给定要求 a: 从条目中挑出所有含有字符串“background”的行并照抄，注意区分大小写。

所给文本:
——————————

本篇主要是在初级数据结构中介绍的二叉树的提升,了解二叉搜索树的特性。
文章目录
- 一、二叉搜索树的概念
- 二、二叉搜索树操作
- 1、二叉搜索树的查找
- 2、二叉搜索树的插入
- 3、二叉搜索树的删除
- 三、二叉搜索树的实现
- 四、二叉搜索树的应用
- 五、关于二叉树进阶面试题
一、二叉搜索树概念
概念:二叉搜索树又称二叉排序树,它或者是一棵空树,或者是具有以下特征:
一、它的左子树不为空,则左子树上所有的节点的值都小于根节点的值
二、它的右子树不为空,则右子树上所有的节点的值都大于根节点的值
三、它的左右子树也分别为二叉搜索树
如果所示:
二、二叉搜索树的操作
1.二叉搜索树的查找
bool Find(const K& key)
{
Node* cur = _root;
while (cur)
{
if (cur->_key < key)
cur = cur->_right;
else if(cur->_key>key)
cur = cur->_left;
else
return true;
}
return false;
}2.二叉树的插入
bool Insert(const K& key)
{
//如果此时根结点不存在需要创建根结点
if (_root == nullptr)
{
_root = new Node(key);
return true;
}
//插入新结点的时候需要将父类的节点进行连接
Node* parent = nullptr;
Node* cur = _root;
while (cur)
{
if (cur->_key < key)
{
parent = cur;
cur = cur->_right;
}
else if (cur->_key > key)
{
parent = cur;
cur = cur->_left;
}
else
{
return false;
}
}
cur = new Node(key);
if (parent->key < key)
parent->_right = cur;
else
parent->_left = cur;
return true;
}3.二叉树的删除
bool Erase(const K& key)
{
Node* parent = nullptr;
Node* cur = _root;
while (cur)
{
if (cur->_key < key)
{
parent = cur;
cur = cur->_right;
}
else if (cur->_key > key)
{
parent = cur;
cur = cur->_left;
}
else
{
//开始删除
//左为空
//右为空
//左右都不为空
//这里需要考虑根节点的情况
if (cur->left == nullptr)
{
if (cur->_left == nullptr)
{
if (cur == _root)
{
_root = cur->_right;
}
else
{
if (cur == parent->_left)
parent->left = cur->_right;
else
parent->_right = cur->right;
}
}
delete cur;
cur = nullptr;
}
else if (cur->_right == nullptr)
{
if (_root == cur)
_root = cur->_left;
else
{
if (cur == parent->_left)

——————————

条目集:
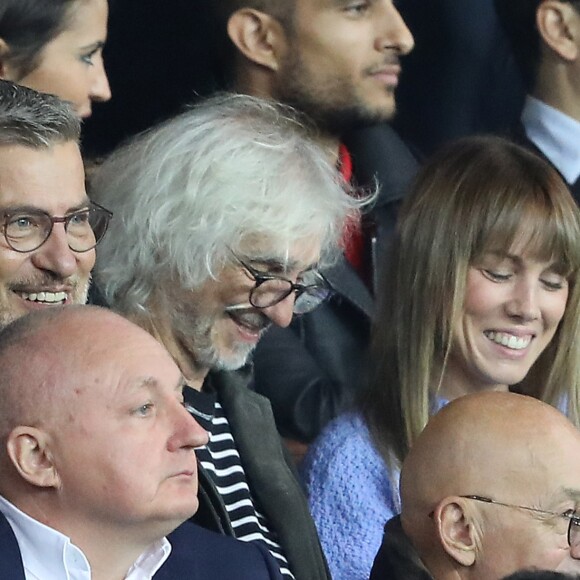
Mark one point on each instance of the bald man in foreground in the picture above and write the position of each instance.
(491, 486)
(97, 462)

——————————

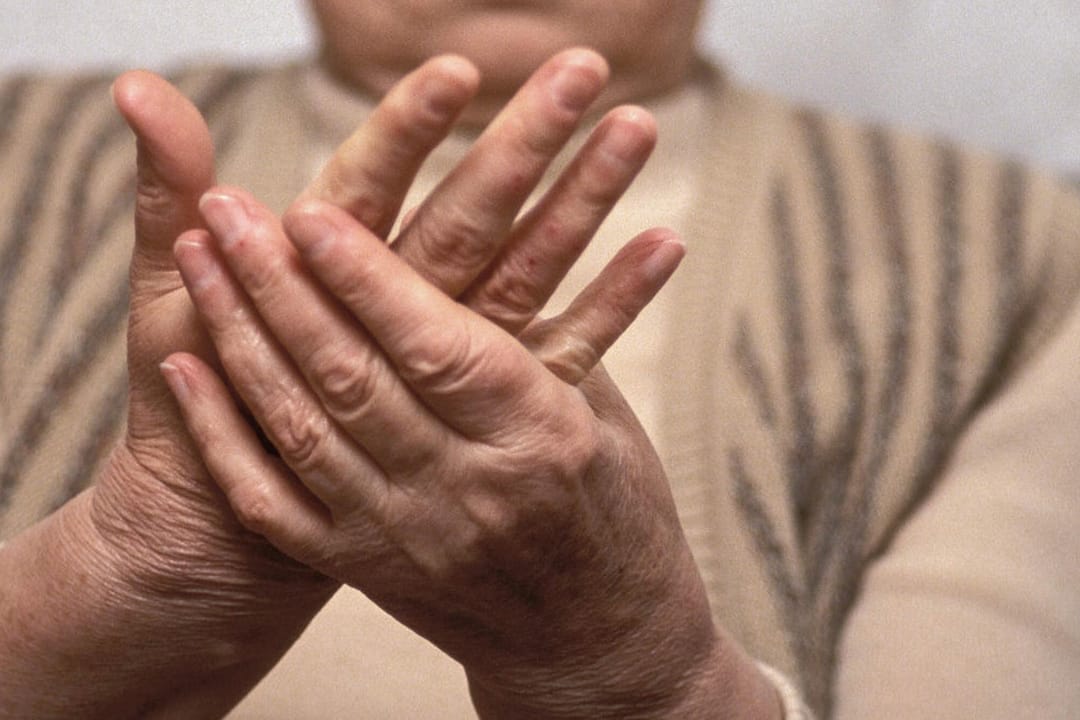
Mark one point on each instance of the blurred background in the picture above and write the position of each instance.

——————————

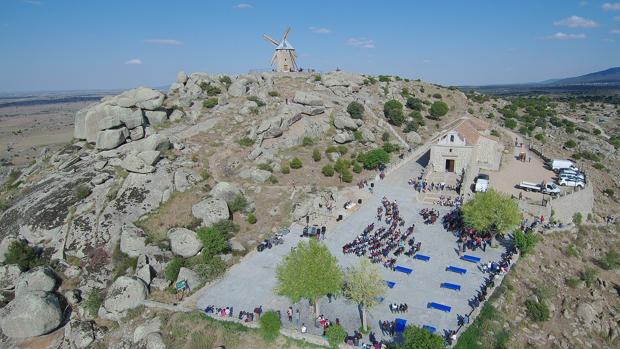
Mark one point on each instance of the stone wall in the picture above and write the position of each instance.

——————————

给定要求 b:
根据上面关于二叉搜索树的文本，回答：
(i) 二叉搜索树又称作什么？
(ii) 文章目录中第四部分的标题是什么？
(iii) 在插入函数里，根结点不存在时需要做什么？

正确答案 a:
Mark one point on each instance of the blurred background in the picture above and write the position of each instance.

正确答案 b:
(i) 二叉排序树。
(ii) 二叉搜索树的应用。
(iii) 创建根结点（_root = new Node(key)），然后返回 true。